DOCUMENT SECTION ->
┏━━

# Yellow fog lights



## JerseyGoat (Dec 2, 2005)

no ricist jokes please but i honestly like the look of how yellow fog lights look on cars. Anyone have them installed on their goat? and if so... what bulbs?


----------



## silgoat05 (Jul 1, 2006)

well my buddy got yellow head lights in his looks good get em!!:cheers


----------



## BV GTO (Jul 14, 2006)

Yellow fogs are actually better in the fog than whites, less bounce back of the light from the fog. Years ago rally cars all used yellow fogs and in France, headlights had to be yellow, too.


----------



## Red Bearded Goat (Mar 19, 2007)

BV GTO said:


> Yellow fogs are actually better in the fog than whites, less bounce back of the light from the fog. Years ago rally cars all used yellow fogs and in France, headlights had to be yellow, too.


BV,
Living around the bay area who better to know! 

My old Triumph TR-6 had yellow fogs and they did work better to reduce reflected glare while driving in heavy fog. Where I live now, real fog light use is few and far between.

I believe the yellow fog's would look good on some color goats but I don't think my SRM is one of them.

Red.


----------



## GTO JUDGE (May 14, 2005)

BV GTO said:


> Yellow fogs are actually better in the fog than whites, less bounce back of the light from the fog. Years ago rally cars all used yellow fogs and in France, headlights had to be yellow, too.


:agree 

One of our club members has amber fog lights on a CYG. They look nice. The white ones are driving lights that add to illumination. They are not really "fog lights" and do not cut the fog like amber ones do.


----------



## JerseyGoat (Dec 2, 2005)

silgoat05 said:


> well my buddy got yellow head lights in his looks good get em!!:cheers


yellow head lights? any pics? Do they look like the gto-r headlights or did he just swap bulbs?


----------



## flyer469 (May 19, 2006)

get the yellow tint that goes over the lense


----------



## kicks06 (Nov 21, 2007)

*Brighter Fog Lights*

Do you know what can be done to increase the brightness of the fog lamps? I have not tried any other bulbs and would like to do so. Have just completed changing all the interior lampt to LED's, what a big difference, there all red...WED 6's and the fussion bulbs as well:
kicks06
Dallas, GA.

┗━━

SOURCE MATERIAL ->
┏━━

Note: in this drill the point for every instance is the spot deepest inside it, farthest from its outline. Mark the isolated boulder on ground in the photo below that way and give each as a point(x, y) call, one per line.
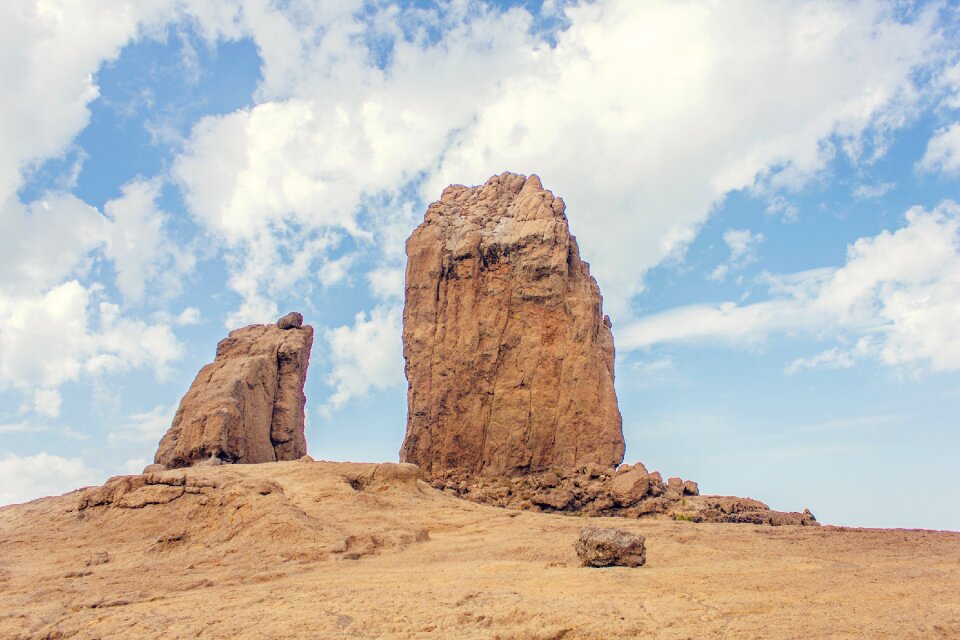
point(247, 405)
point(509, 358)
point(597, 547)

┗━━

COMPLETE THE FOLLOWING ->
1) Answer these from the fog light thread:
(a) According to BV GTO, why do yellow fogs work better in fog than white ones?
(b) What car did Red Bearded Goat once own that had yellow fogs?
(c) What does flyer469 suggest getting?
2) In the fog light thread, turn the paragraph beginning "One of our club members has amber fog lights" into a short list that keeps its main facts.
The material comes from a separate source.

RESPONSES IN ORDER ->
1)
(a) There is less bounce back of the light from the fog.
(b) A Triumph TR-6.
(c) The yellow tint that goes over the lens.

2)
- A club member has amber fog lights on a CYG, and they look nice.
- White lights are driving lights that add illumination.
- White lights are not really fog lights and do not cut the fog the way amber ones do.